# Records for the exercise:
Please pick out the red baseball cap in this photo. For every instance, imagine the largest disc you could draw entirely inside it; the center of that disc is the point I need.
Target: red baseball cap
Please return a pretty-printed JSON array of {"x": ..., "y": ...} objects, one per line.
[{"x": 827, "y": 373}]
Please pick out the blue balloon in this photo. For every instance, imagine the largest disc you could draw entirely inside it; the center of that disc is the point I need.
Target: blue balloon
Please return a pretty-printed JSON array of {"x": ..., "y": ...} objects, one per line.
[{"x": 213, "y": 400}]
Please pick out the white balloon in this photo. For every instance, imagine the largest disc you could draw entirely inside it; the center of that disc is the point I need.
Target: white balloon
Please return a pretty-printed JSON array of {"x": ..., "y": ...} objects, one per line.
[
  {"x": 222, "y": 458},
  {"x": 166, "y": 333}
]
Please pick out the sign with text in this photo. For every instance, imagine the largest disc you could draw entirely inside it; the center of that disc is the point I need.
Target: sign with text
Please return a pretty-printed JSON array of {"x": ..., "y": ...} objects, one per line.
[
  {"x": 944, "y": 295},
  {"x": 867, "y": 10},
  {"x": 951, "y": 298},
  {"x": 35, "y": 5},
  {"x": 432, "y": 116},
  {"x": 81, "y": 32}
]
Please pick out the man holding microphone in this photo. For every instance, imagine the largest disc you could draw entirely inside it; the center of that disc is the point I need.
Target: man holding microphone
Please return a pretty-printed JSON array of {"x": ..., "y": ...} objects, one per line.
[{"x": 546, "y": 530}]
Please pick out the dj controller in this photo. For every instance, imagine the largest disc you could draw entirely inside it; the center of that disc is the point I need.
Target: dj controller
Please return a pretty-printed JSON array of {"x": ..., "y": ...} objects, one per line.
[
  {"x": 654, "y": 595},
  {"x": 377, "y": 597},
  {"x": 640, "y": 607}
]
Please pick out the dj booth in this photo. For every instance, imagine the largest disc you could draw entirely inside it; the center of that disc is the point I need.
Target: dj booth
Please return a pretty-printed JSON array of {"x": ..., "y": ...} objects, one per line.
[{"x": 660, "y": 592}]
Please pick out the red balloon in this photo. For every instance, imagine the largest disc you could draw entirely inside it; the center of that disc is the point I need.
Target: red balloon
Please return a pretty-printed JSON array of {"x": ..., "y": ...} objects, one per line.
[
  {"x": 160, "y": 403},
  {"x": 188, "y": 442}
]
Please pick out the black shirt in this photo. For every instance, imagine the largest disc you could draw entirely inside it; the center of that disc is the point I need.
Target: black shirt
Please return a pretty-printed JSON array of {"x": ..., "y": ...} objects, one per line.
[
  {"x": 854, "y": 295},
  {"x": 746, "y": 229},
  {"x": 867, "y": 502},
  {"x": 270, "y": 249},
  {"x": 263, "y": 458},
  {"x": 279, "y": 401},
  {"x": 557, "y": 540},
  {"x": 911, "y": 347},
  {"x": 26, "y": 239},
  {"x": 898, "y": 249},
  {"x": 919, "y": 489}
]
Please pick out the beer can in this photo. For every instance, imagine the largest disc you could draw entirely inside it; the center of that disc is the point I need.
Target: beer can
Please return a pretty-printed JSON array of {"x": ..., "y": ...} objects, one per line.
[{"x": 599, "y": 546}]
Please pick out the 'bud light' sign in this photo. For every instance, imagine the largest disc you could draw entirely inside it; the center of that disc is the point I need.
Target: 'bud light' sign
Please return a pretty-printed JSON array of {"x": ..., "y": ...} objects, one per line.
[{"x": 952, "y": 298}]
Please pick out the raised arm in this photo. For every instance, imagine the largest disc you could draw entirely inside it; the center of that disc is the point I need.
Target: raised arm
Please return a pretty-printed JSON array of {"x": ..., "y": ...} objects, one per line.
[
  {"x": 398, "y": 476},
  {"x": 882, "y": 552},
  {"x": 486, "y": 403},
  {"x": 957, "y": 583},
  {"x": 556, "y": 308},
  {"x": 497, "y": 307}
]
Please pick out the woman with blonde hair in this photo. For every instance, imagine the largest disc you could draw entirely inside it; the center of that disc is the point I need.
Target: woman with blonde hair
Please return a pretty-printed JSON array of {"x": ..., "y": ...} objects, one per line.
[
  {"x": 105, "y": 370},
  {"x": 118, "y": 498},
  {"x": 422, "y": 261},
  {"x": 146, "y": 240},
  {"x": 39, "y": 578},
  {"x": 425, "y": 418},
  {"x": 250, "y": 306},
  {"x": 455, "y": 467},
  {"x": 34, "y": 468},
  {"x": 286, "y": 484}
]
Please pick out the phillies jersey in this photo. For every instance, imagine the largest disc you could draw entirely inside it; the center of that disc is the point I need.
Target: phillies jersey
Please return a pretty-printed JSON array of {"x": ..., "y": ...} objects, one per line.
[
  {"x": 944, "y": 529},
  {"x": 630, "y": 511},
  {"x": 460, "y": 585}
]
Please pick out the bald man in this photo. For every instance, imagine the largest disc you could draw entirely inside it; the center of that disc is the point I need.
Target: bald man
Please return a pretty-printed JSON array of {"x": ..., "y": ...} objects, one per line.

# Task description:
Output the records exactly, including every line.

# Output below:
Please pick out the red baseball cap in this photo. For every instance, imagine the largest disc you could draw entirely inside it; the center of that disc is the point I need.
Target: red baseball cap
Please return a pretty-printed JSON array of {"x": ..., "y": ...} objects, one per line.
[{"x": 827, "y": 373}]
Please pick out the blue balloon in this photo. For every instance, imagine the largest disc you could draw entirely inside it; the center of that disc is the point I need.
Target: blue balloon
Please return a pretty-printed JSON array of {"x": ..., "y": ...} objects, one per line.
[{"x": 213, "y": 400}]
Please pick out the white balloon in this photo. For every instance, imagine the largest disc you could draw entirely inside it; the center of that disc is the point I need.
Target: white balloon
Please return a pretty-printed JSON array of {"x": ..., "y": ...} objects, one per line.
[
  {"x": 222, "y": 458},
  {"x": 166, "y": 333}
]
Please pick out the sign with text in this photo. For every instance, imagine the largest disc you could draw entirely inside it; the center of that disc is the point I need.
Target: sign with text
Please return a pretty-printed JSON array of {"x": ..., "y": ...} objects, one per line.
[
  {"x": 944, "y": 295},
  {"x": 867, "y": 10},
  {"x": 951, "y": 298},
  {"x": 35, "y": 5},
  {"x": 432, "y": 116},
  {"x": 81, "y": 32}
]
Please pick out the man holding microphone in this photo. For every instance, imagine the largest disc you could draw entirely inside it; the center of that disc is the point I need.
Target: man holding microphone
Please return a pretty-printed JSON array of {"x": ..., "y": ...} objects, one per line.
[{"x": 546, "y": 530}]
Please pick out the dj controller in this photo. For every instance, imagine the largest disc you could draw entirely inside it; the center of that disc is the point I need.
Target: dj controller
Please return a pretty-printed JSON array of {"x": ..., "y": ...} objects, one per line.
[
  {"x": 654, "y": 595},
  {"x": 377, "y": 597},
  {"x": 640, "y": 607}
]
Please pick out the dj booth in this photo. For every instance, imagine the largest disc you could draw entirely inside it; the center of that disc is the point I need.
Target: dj booth
Please return a pretty-printed JSON array of {"x": ..., "y": ...} objects, one per line.
[{"x": 660, "y": 592}]
Please pick out the red balloon in this photo. For every instance, imagine the largest disc you could draw entirely inside it; the center of that disc is the point I need.
Target: red balloon
Please return a pretty-printed JSON array of {"x": ..., "y": ...} objects, one per line.
[
  {"x": 160, "y": 403},
  {"x": 188, "y": 442}
]
Please pick out the black shirt in this photo. For every instance, imagine the largest disc you could draw entirely inside it; the center of that disc is the point I need.
Target: black shirt
Please return a pretty-printed JSON array of {"x": ..., "y": ...} objects, one per line.
[
  {"x": 854, "y": 295},
  {"x": 746, "y": 229},
  {"x": 867, "y": 502},
  {"x": 270, "y": 249},
  {"x": 263, "y": 458},
  {"x": 279, "y": 401},
  {"x": 557, "y": 540},
  {"x": 911, "y": 347},
  {"x": 26, "y": 239},
  {"x": 898, "y": 249},
  {"x": 919, "y": 489}
]
Please pick out the beer can in this photo. For every instance, imagine the largest disc you could draw entirely inside it; the center of that disc is the point I need.
Target: beer can
Please return a pretty-printed JSON array of {"x": ..., "y": ...} objects, one per line.
[{"x": 599, "y": 546}]
Please pick out the 'bud light' sign in this photo. For every instance, imagine the largest disc you could draw entirely inside it; the center of that disc is the point I need.
Target: 'bud light' sign
Please return a pretty-printed JSON array of {"x": ..., "y": ...} objects, one per line.
[{"x": 952, "y": 298}]
Please pick out the raised arm in this photo. For every instance, imagine the largest disc you could draw entirely inside it; the center of that disc is the point I need.
Target: raised arm
Please return a pretty-printed JSON array of {"x": ..., "y": ...} objects, one per line.
[
  {"x": 398, "y": 476},
  {"x": 882, "y": 552},
  {"x": 486, "y": 403},
  {"x": 957, "y": 583},
  {"x": 556, "y": 308},
  {"x": 497, "y": 307}
]
Please pick out the woman with blonde hair in this photo. For every instance, imagine the largest disc you could draw entirely inside it; the center of that disc is the point I need.
Target: woman with blonde hair
Please return a pretty-printed JSON array of {"x": ..., "y": ...} objects, one per line.
[
  {"x": 105, "y": 370},
  {"x": 118, "y": 498},
  {"x": 422, "y": 261},
  {"x": 146, "y": 240},
  {"x": 39, "y": 578},
  {"x": 425, "y": 418},
  {"x": 250, "y": 306},
  {"x": 455, "y": 467},
  {"x": 34, "y": 468},
  {"x": 286, "y": 484}
]
Please pick out the phillies jersey in this photo. For every instance, imagine the largest disc you could draw entirely inside it; the center of that disc is the point I need.
Target: phillies jersey
Please return a pretty-printed JSON array of {"x": ..., "y": ...} objects, one per line.
[
  {"x": 944, "y": 529},
  {"x": 630, "y": 511},
  {"x": 460, "y": 585}
]
Please pick out the bald man in this photo. For every instance, imagine the largest disc you could draw entirely inside it; the center of that disc is the point I need.
Target: bald man
Please return a pretty-printed JSON array of {"x": ..., "y": ...} objects, one per line.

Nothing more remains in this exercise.